> _DOCUMENT TEXT_
--- Start ---

A continuous time signal can be evaluated arbitrarily at any time,at least in theory, and can take on values at arbitrary points between any evaluation point. The Fourier transform, while not always well defined, can take on values at frequencies over $-\infty$ to $\infty$ and that value can be zero, and the signal in continuous time also takes on values over the infinite interval and those values can also be zero.

A discrete time signal only takes on values at discrete time intervals. It is only meaningful to consider values intermediate in time, intermediate to those samples, if for example the discrete time signal was sampled from a continuous signal, or if you have a reason (justification). In general, the values intermediate to the samples are not defined. You can consider the price of a stock or pork bellies on days where there are no trades. No one is buying or selling. The price isn’t the last traded price and it isn’t zero. It does have a Fourier Transform, computed as an infinite summation, and the frequency is uniquely (continuously defined) limited over $-\pi$ to $\pi$.

So there is only a subset of discrete time signals that we can meaningfully compare their Fourier Transforms, and those are signals that are Nyqvist Sampled. Band limiting and periodic sampling alter the original continuous time signal, which alters the frequency spectrum, which almost answers your question.

--- End ---

> _WHAT IS ASKED_
Please rewrite the passage on continuous and discrete time signals, starting at "A continuous time" and ending at "also be zero.", swapping "arbitrary points" for "arbitrary instants".

> _STORED DATA_
--- Start ---

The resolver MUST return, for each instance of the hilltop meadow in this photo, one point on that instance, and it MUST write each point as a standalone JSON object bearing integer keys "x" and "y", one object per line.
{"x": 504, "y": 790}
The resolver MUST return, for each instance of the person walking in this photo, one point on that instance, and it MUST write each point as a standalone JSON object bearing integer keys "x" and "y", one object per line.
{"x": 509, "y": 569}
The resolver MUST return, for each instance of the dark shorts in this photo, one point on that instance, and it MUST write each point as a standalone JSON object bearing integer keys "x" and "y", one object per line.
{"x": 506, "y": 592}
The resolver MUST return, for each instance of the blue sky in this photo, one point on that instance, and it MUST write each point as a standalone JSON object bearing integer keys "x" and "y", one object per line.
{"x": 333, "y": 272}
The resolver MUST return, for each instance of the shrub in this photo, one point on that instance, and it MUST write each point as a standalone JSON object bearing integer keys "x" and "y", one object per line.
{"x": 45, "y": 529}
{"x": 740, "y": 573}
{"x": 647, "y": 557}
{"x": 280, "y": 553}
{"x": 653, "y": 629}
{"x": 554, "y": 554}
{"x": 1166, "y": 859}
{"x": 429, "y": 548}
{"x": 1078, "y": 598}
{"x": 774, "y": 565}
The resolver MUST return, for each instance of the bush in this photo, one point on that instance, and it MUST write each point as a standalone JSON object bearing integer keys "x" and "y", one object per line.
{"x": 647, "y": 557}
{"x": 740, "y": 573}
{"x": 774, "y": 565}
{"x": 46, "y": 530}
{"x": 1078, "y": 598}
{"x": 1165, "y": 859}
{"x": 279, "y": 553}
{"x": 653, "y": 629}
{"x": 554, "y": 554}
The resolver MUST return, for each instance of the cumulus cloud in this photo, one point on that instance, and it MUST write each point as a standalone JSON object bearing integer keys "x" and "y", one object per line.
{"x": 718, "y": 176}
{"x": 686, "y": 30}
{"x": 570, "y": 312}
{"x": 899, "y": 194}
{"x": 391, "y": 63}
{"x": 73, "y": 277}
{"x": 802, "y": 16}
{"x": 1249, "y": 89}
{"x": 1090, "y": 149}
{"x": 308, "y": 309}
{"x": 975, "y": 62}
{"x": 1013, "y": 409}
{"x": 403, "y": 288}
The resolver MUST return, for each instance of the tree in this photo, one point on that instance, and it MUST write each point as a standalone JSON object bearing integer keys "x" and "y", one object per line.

--- End ---

> _SOLUTION TO THIS TASK_
A continuous time signal can be evaluated arbitrarily at any time,at least in theory, and can take on values at arbitrary instants between any evaluation point. The Fourier transform, while not always well defined, can take on values at frequencies over $-\infty$ to $\infty$ and that value can be zero, and the signal in continuous time also takes on values over the infinite interval and those values can also be zero.